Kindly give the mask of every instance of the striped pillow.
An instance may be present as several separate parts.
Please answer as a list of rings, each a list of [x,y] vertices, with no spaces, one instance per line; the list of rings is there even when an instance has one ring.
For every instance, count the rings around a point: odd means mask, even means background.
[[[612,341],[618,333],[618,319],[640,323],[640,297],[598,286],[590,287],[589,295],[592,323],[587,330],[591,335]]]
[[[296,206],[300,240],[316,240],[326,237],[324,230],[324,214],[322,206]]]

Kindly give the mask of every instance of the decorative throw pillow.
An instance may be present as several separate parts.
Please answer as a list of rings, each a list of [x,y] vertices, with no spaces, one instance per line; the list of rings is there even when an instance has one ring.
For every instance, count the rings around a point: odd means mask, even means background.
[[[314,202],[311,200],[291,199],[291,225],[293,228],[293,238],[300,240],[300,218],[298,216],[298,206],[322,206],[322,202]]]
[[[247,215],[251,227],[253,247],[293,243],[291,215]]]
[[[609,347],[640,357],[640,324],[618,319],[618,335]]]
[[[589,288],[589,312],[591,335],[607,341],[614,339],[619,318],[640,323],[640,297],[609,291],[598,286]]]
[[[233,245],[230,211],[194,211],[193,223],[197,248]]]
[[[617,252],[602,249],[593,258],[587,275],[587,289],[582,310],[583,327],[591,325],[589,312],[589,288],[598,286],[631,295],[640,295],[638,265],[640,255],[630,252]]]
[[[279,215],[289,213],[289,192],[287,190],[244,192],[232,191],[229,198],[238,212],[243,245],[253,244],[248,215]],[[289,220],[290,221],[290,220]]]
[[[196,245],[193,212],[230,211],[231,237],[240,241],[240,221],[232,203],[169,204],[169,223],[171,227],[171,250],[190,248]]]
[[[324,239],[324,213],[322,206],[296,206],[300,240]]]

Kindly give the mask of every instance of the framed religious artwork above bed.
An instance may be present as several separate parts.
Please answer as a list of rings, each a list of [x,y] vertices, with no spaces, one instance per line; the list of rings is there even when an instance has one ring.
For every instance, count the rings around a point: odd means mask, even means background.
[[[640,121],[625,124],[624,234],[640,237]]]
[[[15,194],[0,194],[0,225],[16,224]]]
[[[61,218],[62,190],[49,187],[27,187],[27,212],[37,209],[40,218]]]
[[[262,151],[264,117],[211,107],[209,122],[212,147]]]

****************

Exact retyping of every entry is required.

Kindly give the mask of every instance of the striped pillow.
An instance may be present as several separate parts.
Please answer as a list of rings, each a list of [x,y] vertices, with no spaces, one instance per line; the list of rings is there even when an instance has one ring.
For every instance, count the rings around a point: odd means mask, even means background.
[[[612,341],[618,333],[618,319],[640,323],[640,297],[598,286],[590,287],[589,295],[592,323],[587,330],[591,335]]]
[[[296,206],[300,240],[316,240],[326,237],[324,230],[324,214],[322,206]]]

Kindly give the mask of every instance of the decorative throw pillow.
An instance may be present as several separate parts.
Please answer as a list of rings, each a list of [x,y] vertices, with no spaces, one instance per line; the list of rings is there even when an instance has one ring.
For every instance, count the rings around a point: odd means mask, even means background.
[[[314,202],[311,200],[291,199],[291,225],[293,228],[293,238],[300,240],[300,218],[298,216],[298,206],[322,206],[322,202]]]
[[[247,215],[251,227],[253,247],[293,243],[291,215]]]
[[[609,347],[640,357],[640,324],[618,319],[618,335]]]
[[[589,288],[589,312],[591,335],[607,341],[614,339],[619,318],[640,323],[640,297],[609,291],[598,286]]]
[[[233,245],[230,211],[194,211],[193,223],[197,248]]]
[[[617,252],[602,249],[593,258],[587,275],[587,289],[582,310],[583,327],[591,325],[589,312],[589,288],[598,286],[631,295],[640,295],[638,265],[640,255],[630,252]]]
[[[279,215],[289,213],[289,192],[287,190],[244,192],[232,191],[229,198],[238,212],[243,245],[253,244],[248,215]],[[289,220],[290,221],[290,220]]]
[[[196,245],[193,212],[230,211],[231,237],[240,241],[240,221],[232,203],[169,204],[169,223],[171,227],[171,250],[190,248]]]
[[[324,239],[324,213],[322,206],[296,206],[300,240]]]

Kindly give the mask of every instance of the framed religious artwork above bed.
An instance may be present as several separate parts.
Please answer as a list of rings, each a list of [x,y] vertices, with no spaces, one instance per line; the list of rings is there even when an instance has one ring.
For every instance, count the rings around a point: odd means mask, even means background.
[[[640,121],[625,124],[624,234],[640,237]]]
[[[15,194],[0,194],[0,225],[16,224]]]
[[[61,218],[62,190],[49,187],[27,187],[27,212],[37,209],[40,218]]]
[[[262,151],[264,117],[211,107],[209,122],[212,147]]]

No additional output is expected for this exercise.